::: Text block :::
On October 5, 2007, the Sandiganbayan's Special Division ruled to have set for October 19, oral argument (instead of a defense reply) on Joseph Estrada's motion for reconsideration. Estrada asked court permission to attend the hearing, since it ordered the prosecution to file comment before October 11.

 Aftermath 
On September 14, 2007, Chief presidential legal counsel Sergio Antonio Apostol officially stated that Sandiganbayan Justices Teresita Leonardo de Castro, Diosdado Peralta and Francisco Villaruz Jr. should decline Judicial and Bar Council nomination and await other vacancies to ease pressure on President Gloria Macapagal Arroyo: “Para Hindi na maipit ang Presidente (In order to spare the President from pressure), they should withdraw their nomination. Parang iyong nangyari kay Justice (Gregory) Ong (Remember what happened in Justice Gregory S. Ong’s case) ...It’s a sacrifice on her part..Hindi niya maiwanan (ang posisyon) (She cannot leave the Sandiganbayan) because of the case of Joseph Estrada - Erap (Estrada’s nickname)." In the aftermath of the verdict, De Castro, Villaruz and Peralta are now at the receiving end of  2 unsolicited advices from key officials. Senate of the Philippines Majority Leader Francis Pangilinan, ex-officio member, Judicial and Bar Council stated that the 3 Sandiganbayan justices "should have the delicadeza not to accept a promotion to the highest tribunal to dispel any suspicion that they pronounced Mr. Estrada guilty expecting a reward from Palace ... We do not want to see a cloud of suspicion over the appointees to the Supreme Court. They should always be above suspicion.”

On October 16, 2007, the Judicial and Bar Council (JBC) announced the final nominees to the October 20 Associate Justice Cancio Garcia vacant Supreme Court of the Philippines Associate Justice post. Teresita De Castro, Justices Edgardo Cruz and Martin Villarama, got 7 out of 8 votes, while Associate Justices Francisco Villaruz and Edilberto G. Sandoval and Labor Secretary Arturo D. Brion got 5 votes each (from the JBC). The President has 90 days to choose from the above final list.
:::
▶ **Stated goal**: Reproduce the passage on the Estrada verdict word for word between "On October 16, 2007, the" and "above final list.", inclusive. The listing placed next comes from a source separate from the passage on the Estrada verdict.
::: Information shown :::
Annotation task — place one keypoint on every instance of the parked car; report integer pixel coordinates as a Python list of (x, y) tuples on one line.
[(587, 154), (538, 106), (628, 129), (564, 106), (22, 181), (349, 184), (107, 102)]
:::
▶ **Output for this task**:
On October 16, 2007, the Judicial and Bar Council (JBC) announced the final nominees to the October 20 Associate Justice Cancio Garcia vacant Supreme Court of the Philippines Associate Justice post. Teresita De Castro, Justices Edgardo Cruz and Martin Villarama, got 7 out of 8 votes, while Associate Justices Francisco Villaruz and Edilberto G. Sandoval and Labor Secretary Arturo D. Brion got 5 votes each (from the JBC). The President has 90 days to choose from the above final list.